• **Énoncé**: Recopiez fidèlement le passage de l'extrait sur le Bonheur National Brut du Bhoutan qui s'ouvre sur les mots contenant « Le petit royaume » et se clôt sur « et bonheur individuel. ».

• **Extrait du texte**:
La Tribune, 27 août 2010

Le petit royaume himalayen tente, avec son concept de « Bonheur National Brut », de bâtir un modèle de développement qui conjugue croissance économique, respect de l’environnement et bonheur individuel.

Voir le diaporama associé et l'article Le Bhoutan, paradis environnemental

 

« Le principe du Bonheur National Brut (BNB) est complètement innovant. C’est une excellente chose que le Bhoutan dise au monde qu’il veut se développer, mais qu’il y a d’autres facteurs à prendre en compte comme l’environnement, la culture, la spiritualité... » : à en croire Mark LaPrairie, représentant de la Banque mondiale au Bhoutan, ce minuscule royaume himalayen pourrait bien fournir des éléments de réponse à des questions que le monde entier se pose sur la nature du progrès économique et la façon de le mesurer... « Il y a un mécontentement croissant sur la notion de PIB (produit intérieur brut) », explique Basudeb Chaudhuri, économiste franco-indien basé à Delhi, « car cet indicateur masque la répartition des revenus et ne reflète pas la notion de bien-être ». Crise économique oblige, et panne de croissance dans les pays industrialisés, les réflexions sur la façon d’évaluer le développement se multiplient. Mais le royaume du Bhoutan fait œuvre de pionnier en la matière.

• **Entrées fournies**:
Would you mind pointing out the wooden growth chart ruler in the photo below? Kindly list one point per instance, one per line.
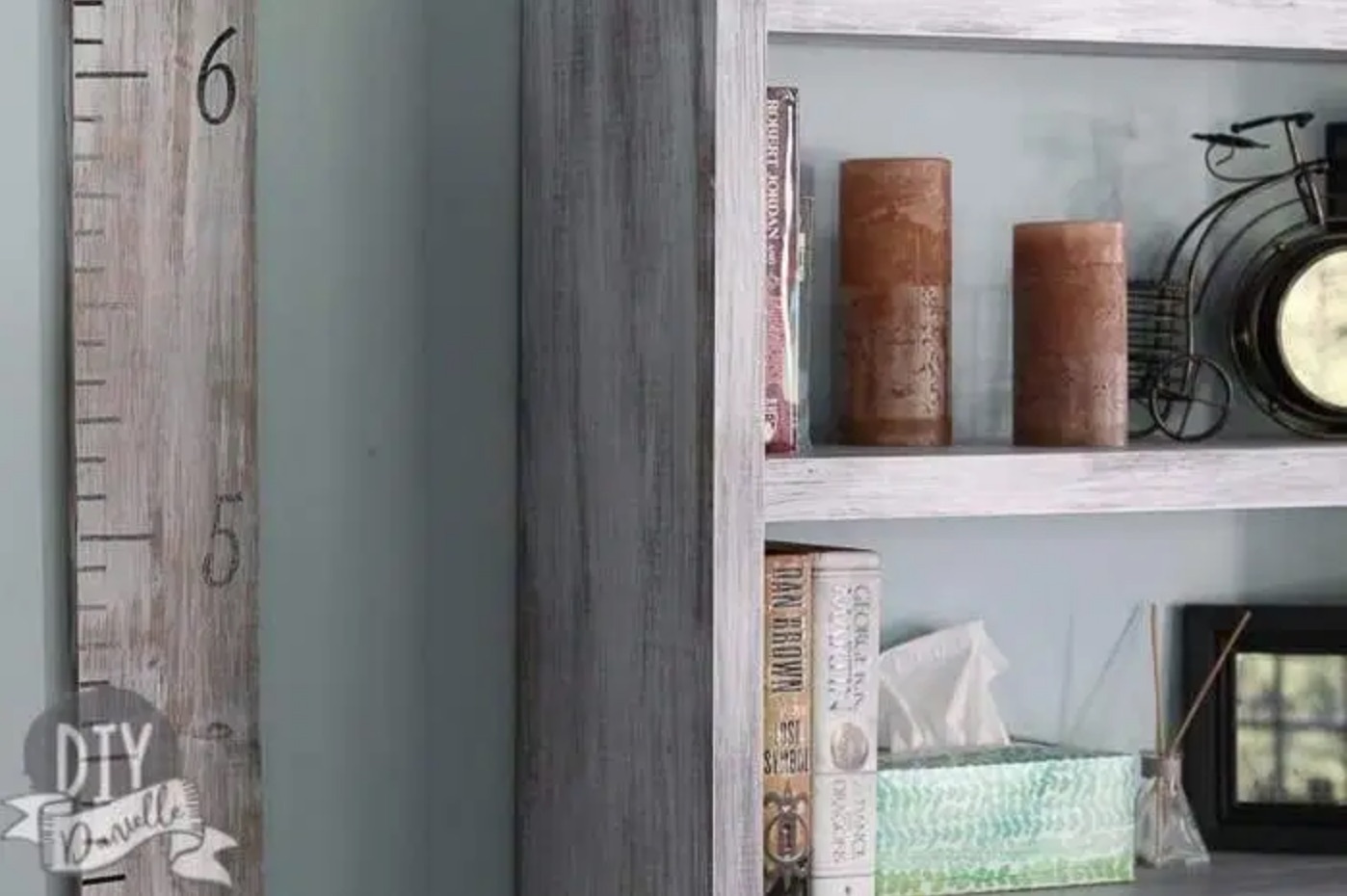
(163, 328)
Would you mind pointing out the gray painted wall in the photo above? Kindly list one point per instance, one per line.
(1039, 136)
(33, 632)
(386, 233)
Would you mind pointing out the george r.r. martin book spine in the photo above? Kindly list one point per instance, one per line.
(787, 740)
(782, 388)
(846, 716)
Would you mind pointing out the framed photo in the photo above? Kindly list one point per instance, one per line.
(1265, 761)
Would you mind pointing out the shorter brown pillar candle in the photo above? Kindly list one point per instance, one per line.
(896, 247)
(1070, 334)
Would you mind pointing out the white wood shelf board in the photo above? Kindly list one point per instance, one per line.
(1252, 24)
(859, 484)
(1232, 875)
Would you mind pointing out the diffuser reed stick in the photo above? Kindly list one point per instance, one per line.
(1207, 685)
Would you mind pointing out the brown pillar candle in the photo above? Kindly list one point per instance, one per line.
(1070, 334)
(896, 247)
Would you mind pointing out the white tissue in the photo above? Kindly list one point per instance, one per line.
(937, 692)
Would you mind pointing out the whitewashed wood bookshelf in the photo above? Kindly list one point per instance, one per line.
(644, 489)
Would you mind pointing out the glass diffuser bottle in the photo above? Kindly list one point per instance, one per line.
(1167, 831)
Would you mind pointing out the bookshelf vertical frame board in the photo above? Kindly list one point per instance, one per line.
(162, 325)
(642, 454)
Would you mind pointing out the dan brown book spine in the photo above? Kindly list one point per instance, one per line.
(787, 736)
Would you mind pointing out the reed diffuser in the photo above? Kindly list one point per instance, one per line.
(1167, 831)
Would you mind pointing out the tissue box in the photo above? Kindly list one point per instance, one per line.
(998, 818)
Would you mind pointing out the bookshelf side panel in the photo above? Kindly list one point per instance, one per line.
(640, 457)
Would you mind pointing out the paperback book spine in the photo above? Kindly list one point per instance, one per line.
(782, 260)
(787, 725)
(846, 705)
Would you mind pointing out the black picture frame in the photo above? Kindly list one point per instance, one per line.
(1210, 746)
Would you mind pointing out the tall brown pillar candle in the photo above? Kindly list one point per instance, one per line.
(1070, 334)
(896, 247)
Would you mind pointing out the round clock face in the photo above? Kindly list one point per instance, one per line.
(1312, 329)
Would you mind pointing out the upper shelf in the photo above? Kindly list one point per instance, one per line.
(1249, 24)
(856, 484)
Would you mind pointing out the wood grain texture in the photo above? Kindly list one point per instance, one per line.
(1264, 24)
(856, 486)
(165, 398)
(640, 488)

• **Réponse**:
Le petit royaume himalayen tente, avec son concept de « Bonheur National Brut », de bâtir un modèle de développement qui conjugue croissance économique, respect de l’environnement et bonheur individuel.